Working data:
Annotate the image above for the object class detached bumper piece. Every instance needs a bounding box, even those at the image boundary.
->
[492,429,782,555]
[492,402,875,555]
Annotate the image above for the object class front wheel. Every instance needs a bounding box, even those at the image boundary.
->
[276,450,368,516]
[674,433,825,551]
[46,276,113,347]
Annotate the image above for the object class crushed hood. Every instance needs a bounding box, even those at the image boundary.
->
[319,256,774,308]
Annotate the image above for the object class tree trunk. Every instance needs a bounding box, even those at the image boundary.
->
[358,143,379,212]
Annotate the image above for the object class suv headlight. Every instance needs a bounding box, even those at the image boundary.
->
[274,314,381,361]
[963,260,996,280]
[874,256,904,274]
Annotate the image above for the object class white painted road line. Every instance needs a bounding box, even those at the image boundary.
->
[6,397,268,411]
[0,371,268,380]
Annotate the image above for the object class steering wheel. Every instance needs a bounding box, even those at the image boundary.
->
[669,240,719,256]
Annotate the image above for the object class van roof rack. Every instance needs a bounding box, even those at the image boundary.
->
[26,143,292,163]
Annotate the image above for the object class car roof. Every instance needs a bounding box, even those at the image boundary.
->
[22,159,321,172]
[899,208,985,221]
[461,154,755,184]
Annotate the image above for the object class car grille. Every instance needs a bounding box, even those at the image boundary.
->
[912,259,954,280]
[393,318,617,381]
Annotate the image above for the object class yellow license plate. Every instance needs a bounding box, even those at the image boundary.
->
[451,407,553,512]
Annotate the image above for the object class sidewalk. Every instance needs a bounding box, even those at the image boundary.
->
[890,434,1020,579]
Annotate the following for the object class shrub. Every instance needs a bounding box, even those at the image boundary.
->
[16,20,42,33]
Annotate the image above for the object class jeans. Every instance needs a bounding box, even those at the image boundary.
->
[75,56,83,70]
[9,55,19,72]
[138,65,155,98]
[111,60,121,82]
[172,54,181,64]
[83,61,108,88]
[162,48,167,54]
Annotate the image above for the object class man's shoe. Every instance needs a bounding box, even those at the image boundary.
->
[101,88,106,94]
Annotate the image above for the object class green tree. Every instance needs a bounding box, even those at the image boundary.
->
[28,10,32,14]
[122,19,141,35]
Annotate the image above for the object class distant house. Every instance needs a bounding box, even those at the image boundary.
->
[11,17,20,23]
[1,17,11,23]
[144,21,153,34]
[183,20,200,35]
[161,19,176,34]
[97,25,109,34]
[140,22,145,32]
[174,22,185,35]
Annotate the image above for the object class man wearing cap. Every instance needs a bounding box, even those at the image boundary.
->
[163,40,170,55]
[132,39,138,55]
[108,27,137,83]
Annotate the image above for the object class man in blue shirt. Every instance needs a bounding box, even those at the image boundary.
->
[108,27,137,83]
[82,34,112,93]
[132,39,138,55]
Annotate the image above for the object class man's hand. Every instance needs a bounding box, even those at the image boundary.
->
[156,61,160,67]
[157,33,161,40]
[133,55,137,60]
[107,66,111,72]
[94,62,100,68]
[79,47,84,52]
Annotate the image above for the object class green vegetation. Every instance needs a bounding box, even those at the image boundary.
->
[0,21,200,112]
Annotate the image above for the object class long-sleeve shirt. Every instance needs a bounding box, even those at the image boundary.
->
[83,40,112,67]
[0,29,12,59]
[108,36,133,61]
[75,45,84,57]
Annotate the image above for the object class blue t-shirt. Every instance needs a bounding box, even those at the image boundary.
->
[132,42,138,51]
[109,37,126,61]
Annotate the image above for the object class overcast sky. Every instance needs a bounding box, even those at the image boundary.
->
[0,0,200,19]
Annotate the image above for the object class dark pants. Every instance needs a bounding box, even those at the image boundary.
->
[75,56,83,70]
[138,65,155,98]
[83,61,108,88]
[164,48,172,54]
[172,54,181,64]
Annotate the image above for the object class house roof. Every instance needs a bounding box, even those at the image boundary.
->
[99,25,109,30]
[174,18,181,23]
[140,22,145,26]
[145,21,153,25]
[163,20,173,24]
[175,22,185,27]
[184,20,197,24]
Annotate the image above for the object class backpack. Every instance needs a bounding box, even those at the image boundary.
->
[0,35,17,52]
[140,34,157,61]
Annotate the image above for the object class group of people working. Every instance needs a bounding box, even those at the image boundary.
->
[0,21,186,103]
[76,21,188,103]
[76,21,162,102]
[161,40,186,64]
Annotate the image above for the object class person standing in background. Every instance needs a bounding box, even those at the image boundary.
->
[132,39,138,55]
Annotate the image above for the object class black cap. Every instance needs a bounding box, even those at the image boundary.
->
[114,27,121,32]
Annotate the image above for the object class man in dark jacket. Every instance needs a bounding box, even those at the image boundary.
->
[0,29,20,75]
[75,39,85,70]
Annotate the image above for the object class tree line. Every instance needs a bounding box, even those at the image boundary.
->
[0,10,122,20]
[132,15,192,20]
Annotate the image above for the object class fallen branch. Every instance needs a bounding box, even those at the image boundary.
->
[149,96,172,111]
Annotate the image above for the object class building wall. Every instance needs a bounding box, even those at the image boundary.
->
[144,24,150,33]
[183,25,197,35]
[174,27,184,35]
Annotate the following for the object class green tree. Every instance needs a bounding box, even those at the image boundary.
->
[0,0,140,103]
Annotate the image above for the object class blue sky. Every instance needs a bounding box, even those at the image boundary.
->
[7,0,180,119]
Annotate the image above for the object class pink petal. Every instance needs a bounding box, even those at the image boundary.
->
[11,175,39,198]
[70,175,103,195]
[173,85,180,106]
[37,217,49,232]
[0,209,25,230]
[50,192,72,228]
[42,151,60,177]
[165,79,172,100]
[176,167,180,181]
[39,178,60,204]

Set problem:
Reproduce all of the material above line for line, with nothing changed, added, or left out.

Result below:
Annotate the image above for the object class detached bumper piece. Every instance needs a bounding box, even those at the image boundary.
->
[492,429,782,555]
[492,402,875,555]
Annotate the image above for the object class front wheel. Every instance needs a bounding box, even those at the image boundary.
->
[276,450,368,516]
[674,433,825,551]
[46,276,113,347]
Annotate the image above for the object class crushed hood. Every instance needs a bounding box, even those at the image boundary.
->
[319,256,774,308]
Annotate the image above for the object class tree trunk. Every instance needs a bounding box, even those at the image boundary.
->
[358,143,379,212]
Annotate the image above for the object class suv headlight. Every instance needs a bounding box, even those at the image boundary.
->
[274,314,381,361]
[963,260,996,280]
[874,256,904,274]
Annotate the image above for the object class white painted road line. Every instance needs a bounding box, even those at the image boundary.
->
[6,397,268,411]
[0,371,268,380]
Annotate the image above for the object class steering wheel. Every instance needs a bounding box, even those at the image boundary.
->
[669,240,719,256]
Annotate the image above for the object class van roof rack. Every instance needs a bounding box, even those at the image boundary.
->
[26,143,292,163]
Annotate the image above for the object class car roof. Every instance needs a bounding box, even those at the image boundary.
->
[22,159,321,172]
[899,208,985,221]
[461,154,755,184]
Annotate the image above for the object class car grille. Every instance needs a bounding box, even those at the image boundary.
->
[912,259,954,280]
[393,318,617,381]
Annotate the image above for the object class yellow license plate. Every instance needs a bounding box, even those at the image boundary.
->
[451,407,553,512]
Annotate the image above for the object class sidewalk. Every instance needs a bounding box, even those at the image boundary.
->
[890,434,1020,579]
Annotate the following for the object class shrub. Every instance needs a bounding box, even those at the image boundary.
->
[16,20,42,33]
Annotate the image above for the object class jeans. Every instance needs a bounding box, even those at the image boundary.
->
[75,56,83,70]
[9,55,19,72]
[138,65,155,98]
[111,60,121,82]
[172,54,181,64]
[83,61,108,88]
[162,48,167,54]
Annotate the image above for the object class man's shoe. Every instance needs a bounding box, even those at the image boundary.
->
[101,88,106,94]
Annotate the image above for the object class green tree. Every instance needs a bounding box, even those at the image boundary.
->
[28,10,32,14]
[122,19,141,35]
Annotate the image above for the object class distant house. Every instance needs a bounding box, even those at the image boundary.
->
[11,17,20,23]
[1,17,11,23]
[144,21,153,34]
[183,20,200,35]
[161,19,176,34]
[97,25,109,34]
[140,22,145,32]
[174,22,185,35]
Annotate the image above for the object class man wearing cap. Every instance needs a bounding box, even those at the image boundary.
->
[163,40,170,55]
[132,39,138,55]
[108,27,137,83]
Annotate the image above for the object class man in blue shirt. Every instance needs a bounding box, even those at the image boundary.
->
[108,27,137,83]
[82,34,112,93]
[132,39,138,55]
Annotate the image above for the object class man's hand. Every instance needs a bounding box, even those at the image boundary.
->
[156,61,160,67]
[157,33,161,40]
[133,55,137,60]
[107,66,111,72]
[94,62,100,68]
[79,47,84,52]
Annotate the image above for the object class green vegetation. Every instance needs a bounding box, even those at the image boundary.
->
[0,21,200,112]
Annotate the image above for the object class long-sleeve shirt. Every instance needs a bounding box, even those at the image boundary.
->
[83,40,112,67]
[0,29,12,59]
[108,36,133,61]
[75,45,84,57]
Annotate the image above for the object class blue t-shirt. Every instance needs a bounding box, even those at the image boundary.
->
[132,42,138,51]
[109,37,126,61]
Annotate the image above for the object class overcast sky. Every instance needs a bounding box, even those at the image boundary.
->
[0,0,200,19]
Annotate the image above for the object class dark pants. Every instance needs a bounding box, even those at the image boundary.
->
[75,56,83,70]
[138,65,155,98]
[83,61,108,88]
[164,48,172,54]
[172,54,181,64]
Annotate the image above for the object class house roof. Every instance needs a bounding box, even those at the image boundary.
->
[99,25,109,30]
[174,18,181,23]
[140,22,145,26]
[145,21,153,25]
[163,20,173,24]
[175,22,185,27]
[184,20,197,24]
Annotate the image above for the object class backpack. Every instance needs a bounding box, even those at the image boundary.
->
[0,35,17,52]
[140,34,157,61]
Annotate the image above for the object class group of people working. Every instance needs a bounding box, even those at the image boundary.
->
[0,21,186,103]
[76,21,188,103]
[76,21,162,102]
[161,40,186,64]
Annotate the image above for the object class person standing in background. Every instance needs a bounding box, even those at the image boundary.
->
[132,39,138,55]
Annotate the image above for the object class black cap. Every instance needs a bounding box, even those at the image boundary.
->
[114,27,121,32]
Annotate the image above for the object class man in dark jacket. Every instance needs a bounding box, even those at the image boundary.
->
[0,29,20,75]
[75,39,85,70]
Annotate the image above for the object class tree line. Every instance needs a bounding box, even those at the image boundary.
->
[0,10,122,20]
[132,15,192,20]
Annotate the image above for the object class fallen branch. Every instance needs a bounding box, even those at the image boundary.
->
[149,96,172,111]
Annotate the image above for the object class building wall. Every instance needs a bounding box, even those at the image boundary.
->
[144,24,150,33]
[183,25,197,35]
[174,27,184,35]
Annotate the following for the object class green tree. Every instance needs a bounding box, even those at the image boundary.
->
[0,0,140,103]
Annotate the image above for the object class blue sky. Every instance needs a bounding box, even those at the image boundary.
->
[7,0,180,119]
Annotate the image above for the object class pink petal. Every instance needs a bounding box, even those at the image boundary.
->
[11,175,39,198]
[70,175,103,195]
[173,85,180,106]
[37,217,49,232]
[0,209,25,230]
[50,192,72,228]
[42,151,60,177]
[165,79,172,100]
[176,167,180,181]
[39,178,60,204]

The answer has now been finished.